**DE OPDRACHT**
Schrijf uit de tekst over trosbessen het stuk van "Wintersnoei van rode- en" tot en met "januari tot april." woord voor woord over.

======== DE TEKST ========

Wintersnoei van rode- en witte trosbessen. Ribes rubrum of rode of witte aalbessen kan men telen aan struik en als rechte haag. Rechte haag is makkelijker te snoeien en compacter te houden. Zijhout lager dan 20 cm zal men verwijderen. Lange zijtwijgen zijn meestal ongeschikt als vruchthout. Het snoeien kan gebeuren vanaf januari tot april.
Wetenschappelijke naam: Ribes rubrum
Plantmateriaal en plantafstand
– Rode- en witte trosbessen worden geteeld aan struiken en aan rechte hagen (één- en tweetakkers)
– Struikvorm wordt alleen nog bij enkele particulieren aangetroffen en zeer weinig bij de echte telers. Struiken zijn minder goed te onderhouden, nemen veel plaats in en zijn moeilijker te plukken. Ook is de productie aan struiken meestal lager. De plantafstand is 1,75m (2,50) tussen de lijnen en 1,5 m (1,25m) in de lijn. Struiken worden opgebouwd met 5 tot 7 gesteltakken, welke bezet zijn met vruchthout. De oudste takken en neerhangende takken zal men hier regelmatig verwijderen. In de lijn is de plantafstand afhankelijk van het gebruikte plantenmateriaal en van de grondkwaliteit:
3-takkers: 0,90 tot 1m (vooral op zeer goede gronden)

======== DE ITEMS ========

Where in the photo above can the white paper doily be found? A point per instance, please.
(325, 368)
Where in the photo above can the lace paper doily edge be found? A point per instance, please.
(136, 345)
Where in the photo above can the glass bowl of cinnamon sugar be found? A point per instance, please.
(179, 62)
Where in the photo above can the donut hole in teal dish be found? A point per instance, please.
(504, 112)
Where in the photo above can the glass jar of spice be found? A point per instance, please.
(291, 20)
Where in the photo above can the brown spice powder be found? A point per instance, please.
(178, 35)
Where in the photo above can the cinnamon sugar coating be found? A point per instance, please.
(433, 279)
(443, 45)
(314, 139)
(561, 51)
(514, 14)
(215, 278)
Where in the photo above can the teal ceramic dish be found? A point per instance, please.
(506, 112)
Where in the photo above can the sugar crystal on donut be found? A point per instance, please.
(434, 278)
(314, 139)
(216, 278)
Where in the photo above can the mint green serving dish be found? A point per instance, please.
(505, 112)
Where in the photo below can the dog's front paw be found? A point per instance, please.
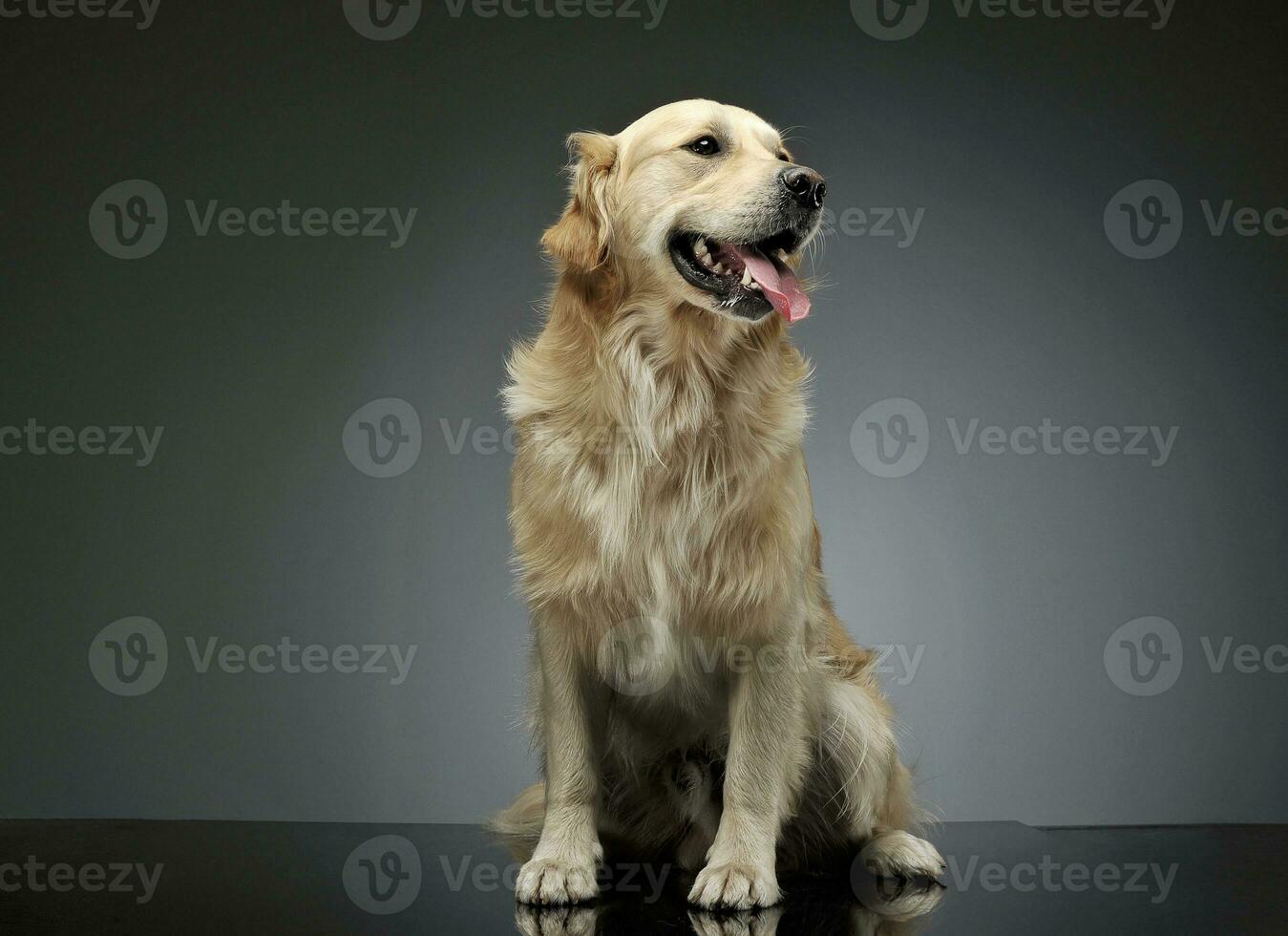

========

**HET ANTWOORD**
Wintersnoei van rode- en witte trosbessen. Ribes rubrum of rode of witte aalbessen kan men telen aan struik en als rechte haag. Rechte haag is makkelijker te snoeien en compacter te houden. Zijhout lager dan 20 cm zal men verwijderen. Lange zijtwijgen zijn meestal ongeschikt als vruchthout. Het snoeien kan gebeuren vanaf januari tot april.